### Work required
Copy out the data exactly, leaving the pictures behind.

BEGIN Input records

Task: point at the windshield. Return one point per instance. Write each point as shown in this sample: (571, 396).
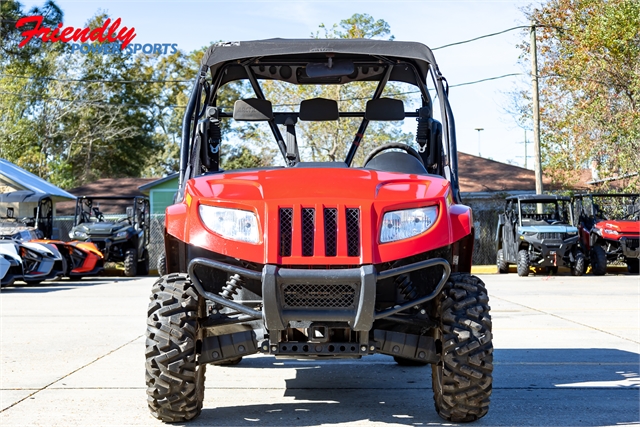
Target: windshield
(317, 140)
(534, 212)
(625, 207)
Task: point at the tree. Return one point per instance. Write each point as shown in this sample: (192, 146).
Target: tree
(589, 68)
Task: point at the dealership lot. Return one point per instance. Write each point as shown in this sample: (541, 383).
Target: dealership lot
(566, 353)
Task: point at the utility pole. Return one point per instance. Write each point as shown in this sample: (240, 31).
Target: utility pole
(536, 111)
(479, 130)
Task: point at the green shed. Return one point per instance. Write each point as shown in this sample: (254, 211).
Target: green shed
(161, 192)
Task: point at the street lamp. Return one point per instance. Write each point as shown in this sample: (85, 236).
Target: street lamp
(479, 130)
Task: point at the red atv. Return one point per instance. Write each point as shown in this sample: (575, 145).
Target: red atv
(319, 259)
(609, 226)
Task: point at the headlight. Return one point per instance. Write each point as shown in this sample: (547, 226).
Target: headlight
(398, 225)
(78, 235)
(232, 224)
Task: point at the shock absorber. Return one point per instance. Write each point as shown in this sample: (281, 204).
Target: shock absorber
(231, 287)
(406, 288)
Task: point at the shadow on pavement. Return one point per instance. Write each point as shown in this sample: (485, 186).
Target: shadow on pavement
(532, 387)
(64, 284)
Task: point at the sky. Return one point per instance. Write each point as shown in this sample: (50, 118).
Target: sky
(193, 24)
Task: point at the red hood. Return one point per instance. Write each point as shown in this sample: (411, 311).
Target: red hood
(281, 185)
(265, 192)
(621, 226)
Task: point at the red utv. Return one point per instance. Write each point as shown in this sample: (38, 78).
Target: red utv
(312, 259)
(609, 226)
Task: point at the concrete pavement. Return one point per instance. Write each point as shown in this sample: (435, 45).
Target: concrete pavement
(566, 353)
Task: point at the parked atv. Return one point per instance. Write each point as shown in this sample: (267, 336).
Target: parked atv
(79, 259)
(609, 227)
(536, 231)
(308, 259)
(29, 261)
(118, 226)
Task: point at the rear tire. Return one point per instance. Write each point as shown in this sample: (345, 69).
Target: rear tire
(162, 264)
(143, 265)
(230, 362)
(523, 263)
(598, 261)
(579, 266)
(462, 379)
(503, 267)
(175, 382)
(130, 263)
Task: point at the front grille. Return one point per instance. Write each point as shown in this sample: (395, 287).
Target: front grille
(330, 231)
(319, 296)
(353, 232)
(552, 236)
(286, 228)
(633, 243)
(306, 231)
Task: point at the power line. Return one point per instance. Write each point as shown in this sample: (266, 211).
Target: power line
(481, 37)
(94, 81)
(79, 101)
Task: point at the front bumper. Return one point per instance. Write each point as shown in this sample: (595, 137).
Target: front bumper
(338, 295)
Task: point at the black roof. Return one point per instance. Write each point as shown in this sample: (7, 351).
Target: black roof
(580, 196)
(539, 197)
(221, 53)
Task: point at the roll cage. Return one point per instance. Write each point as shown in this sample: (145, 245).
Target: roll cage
(590, 208)
(314, 61)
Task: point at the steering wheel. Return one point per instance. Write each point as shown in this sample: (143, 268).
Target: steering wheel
(99, 216)
(390, 145)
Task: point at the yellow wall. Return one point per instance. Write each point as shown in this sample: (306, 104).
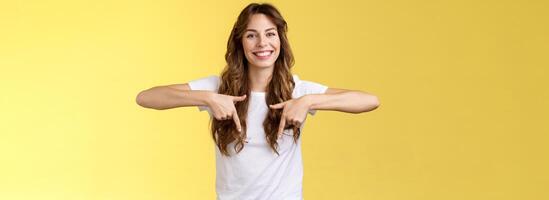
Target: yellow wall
(462, 84)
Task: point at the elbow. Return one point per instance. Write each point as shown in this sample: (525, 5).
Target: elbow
(371, 103)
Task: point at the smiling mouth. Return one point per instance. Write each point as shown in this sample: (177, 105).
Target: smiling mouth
(263, 54)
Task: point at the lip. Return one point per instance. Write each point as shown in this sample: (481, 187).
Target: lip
(263, 57)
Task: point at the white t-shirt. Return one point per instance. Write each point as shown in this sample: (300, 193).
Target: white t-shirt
(257, 172)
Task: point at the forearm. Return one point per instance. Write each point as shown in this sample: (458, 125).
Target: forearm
(162, 97)
(351, 101)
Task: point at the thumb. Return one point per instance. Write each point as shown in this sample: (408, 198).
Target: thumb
(278, 105)
(240, 98)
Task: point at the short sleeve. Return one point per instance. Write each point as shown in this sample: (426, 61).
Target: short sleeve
(304, 87)
(209, 83)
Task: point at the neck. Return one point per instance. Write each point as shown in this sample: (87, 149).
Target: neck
(259, 77)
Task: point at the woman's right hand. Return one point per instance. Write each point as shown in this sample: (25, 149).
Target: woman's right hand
(223, 107)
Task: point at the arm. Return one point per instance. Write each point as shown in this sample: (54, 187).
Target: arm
(172, 96)
(351, 101)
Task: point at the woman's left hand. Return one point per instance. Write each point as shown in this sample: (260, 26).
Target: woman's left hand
(294, 112)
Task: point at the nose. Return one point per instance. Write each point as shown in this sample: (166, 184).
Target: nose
(262, 41)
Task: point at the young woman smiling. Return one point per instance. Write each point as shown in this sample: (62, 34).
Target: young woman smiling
(258, 108)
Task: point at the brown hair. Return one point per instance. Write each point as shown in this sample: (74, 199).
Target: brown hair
(235, 82)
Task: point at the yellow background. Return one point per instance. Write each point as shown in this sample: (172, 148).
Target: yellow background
(462, 85)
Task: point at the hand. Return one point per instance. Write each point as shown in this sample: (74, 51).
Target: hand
(223, 108)
(294, 112)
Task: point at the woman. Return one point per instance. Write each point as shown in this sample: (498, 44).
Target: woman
(258, 148)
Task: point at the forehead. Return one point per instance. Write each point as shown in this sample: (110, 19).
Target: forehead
(260, 22)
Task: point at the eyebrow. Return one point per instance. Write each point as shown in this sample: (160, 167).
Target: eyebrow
(253, 30)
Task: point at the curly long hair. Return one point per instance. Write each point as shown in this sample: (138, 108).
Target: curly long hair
(235, 82)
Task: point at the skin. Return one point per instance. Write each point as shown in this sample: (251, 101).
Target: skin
(261, 35)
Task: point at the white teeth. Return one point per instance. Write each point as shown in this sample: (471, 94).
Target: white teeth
(264, 53)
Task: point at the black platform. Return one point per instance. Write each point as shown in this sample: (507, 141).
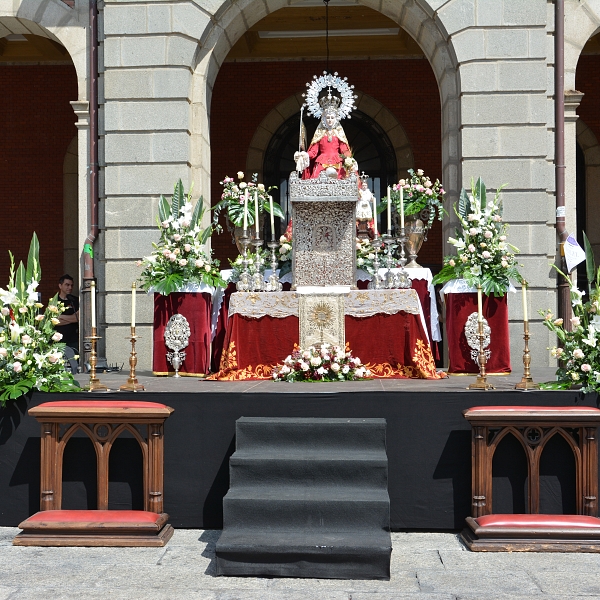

END Input records

### Answer box
Task: point at the windshield. Return one point per instance. Write each point as shown in this sample: (571, 396).
Target: windshield
(317, 140)
(534, 212)
(625, 207)
Task: point at the tree. Return one point per instance. Write each point as shown in this sample: (192, 146).
Target: tree
(589, 68)
Task: point at the dealership lot. Return one point per instance. Write each point as shown in this sample: (541, 383).
Target: dealership lot
(566, 353)
Task: point at the utility pole. Return one point per instance. Write each point as shown in this sample: (240, 31).
Target: utility pole
(536, 111)
(479, 130)
Task: point at the green shed. Return one point per instance. Write each point as shown in this sample: (254, 211).
Target: green shed
(161, 192)
Task: point at the street lamp. Return one point per instance. Write each point as shown in this sample: (85, 236).
Target: street lamp
(479, 130)
Task: point at the red atv. Return one point per instance. Write each point as shown in this sample: (575, 145).
Target: red atv
(319, 259)
(609, 226)
Task: point at the headlight. Return one point per instance. Write each point as shown in this sample: (547, 226).
Target: headlight
(398, 225)
(78, 235)
(232, 224)
Task: point at the shock absorber. Return one point per instance. Write each point as shown in this sample: (281, 204).
Target: shock absorber
(231, 287)
(406, 288)
Task: point at the shadow on pavement. Return one point per instance. Write each point as shown in this sample: (485, 186).
Target: shadow on pavement
(532, 387)
(64, 284)
Task: point at the sky. Return one point per instance. Write each point as shown in this sample: (50, 118).
Target: sky
(193, 24)
Task: point at the red hood. Return one point per instance. Write each point as shown in this sample: (411, 311).
Target: red hood
(281, 185)
(265, 192)
(621, 226)
Task: point at the red utv. Return one point per instance. Write each point as shown in this sample: (38, 78).
Target: red utv
(312, 259)
(609, 226)
Task: point at the concrete pavement. Return one point per instance. Write each point as shown in this sample: (435, 45).
Target: concrete pavement
(566, 353)
Task: point at the parked atv. Return one point per instance. Write each point as shown in this sample: (267, 336).
Target: parked atv
(79, 259)
(609, 227)
(536, 231)
(308, 259)
(29, 261)
(118, 226)
Task: point at the rear tire. Return one point per instance. Write each point as shown in this sample: (345, 69).
Target: rear tire
(162, 264)
(143, 265)
(230, 362)
(523, 263)
(598, 261)
(579, 266)
(462, 379)
(503, 267)
(175, 382)
(130, 263)
Task: point at the front grille. Return one point per instance. Write each point as shown in this sample: (395, 287).
Target: front grille
(330, 231)
(319, 296)
(353, 232)
(552, 236)
(286, 228)
(633, 243)
(306, 231)
Task: point at the power line. Return one point per instance. Write each point as shown in this sample: (266, 211).
Target: power line
(481, 37)
(94, 81)
(79, 101)
Task: point at the front bumper. Return one point per instance. Write each point as shown in this sample: (595, 137).
Target: front bumper
(338, 295)
Task: point at the black roof. Return one point per instance. Write each point as shown in this sample: (7, 351).
Target: black roof
(580, 196)
(539, 197)
(221, 53)
Task: point at the roll cage. Return one point per instance. Write each point as shown in this sample: (145, 245).
Target: roll cage
(590, 208)
(314, 61)
Task: point at the steering wheel. Return one point per instance. Write each point as shown in this sample: (143, 268).
Target: steering wheel
(99, 216)
(390, 145)
Task: point at the yellow wall. Return one point per instance. Write each point as shown in this sample: (306, 104).
Target: yellow wall
(462, 84)
Task: point at the elbow. Return one point per instance. Write each point as shown in this sample: (525, 5).
Target: elbow
(371, 103)
Task: point at the smiling mouth. Return one point per instance. Write each point as shown in this sample: (177, 105).
Target: smiling mouth
(263, 54)
Task: point at the lip. Return one point per instance. Write each point as shown in this sample: (481, 187).
Target: lip
(263, 57)
Task: point at the white t-shirt. Return one point per instance. Write each point as shown in this sample: (300, 193).
Target: white t-shirt
(257, 172)
Task: point at the forearm. Return one point per instance. Write each point as shown in this sample: (458, 125).
Target: forearm
(162, 97)
(351, 101)
Task: point at the thumb. Return one point per instance. Write each point as shown in this sample: (408, 198).
Target: thumb
(278, 105)
(240, 98)
Task: point at the short sleeve. Return one point per instance. Write each point as shown in this sample: (426, 61).
Target: short sleeve
(304, 87)
(209, 83)
Task: point at the neck. Return one point per instance. Write each point as shown in this sample: (87, 149).
Target: neck
(259, 77)
Task: point at the woman's right hand. Return one point per instance. Write each point as shown in this sample: (25, 149).
Target: woman's right hand
(223, 107)
Task: point at the arm. Return one point per instance. Write each point as shown in this sample: (54, 187).
Target: arm
(172, 96)
(351, 101)
Task: point at the woman's left hand. Return one point per instance. Write each point as shown in this sample: (260, 26).
Target: woman's left hand
(294, 112)
Task: point at the nose. Return one point per instance. Write each point as shown in this sample: (166, 184).
Target: nose
(262, 41)
Task: point at the young woman smiling. Return one point per instance. Write each point as shown in this sample: (62, 34).
Target: young woman smiling
(258, 108)
Task: point at the brown hair. Return one point per instance. Write each point as shown in this sample: (74, 199).
Target: brown hair
(235, 82)
Task: point at the yellow background. Return one point per instance. Write each point as shown in this sample: (172, 148).
Target: yellow background
(462, 85)
Task: point at the hand. Return one point per instance. Write each point as shown in this sample: (74, 51).
Target: hand
(223, 108)
(294, 112)
Task: point at the woman. Return one point per instance. Write each point as shown in this sample: (498, 44).
Target: woman
(258, 148)
Task: point at the forehead. Return one point per instance. Write each point as shown in this sample: (110, 19).
Target: forehead
(260, 22)
Task: point at the eyebrow. Return one point per instance. Write each point as shown in this sample: (160, 167).
Target: eyebrow
(253, 30)
Task: point at the curly long hair. Return one point per instance. Write each point as shown in this sample: (138, 108).
Target: curly long hair
(235, 82)
Task: point at the skin. Return one point per instance. Write each point as shown in this sample: (251, 101).
Target: skin
(261, 35)
Task: point at the white teeth. Return one point per instance. Write each point as shown in this sample: (471, 94).
Target: white teeth
(264, 53)
Task: point at the black platform. Return one point per instance. Write each point as shown in this sample: (507, 141).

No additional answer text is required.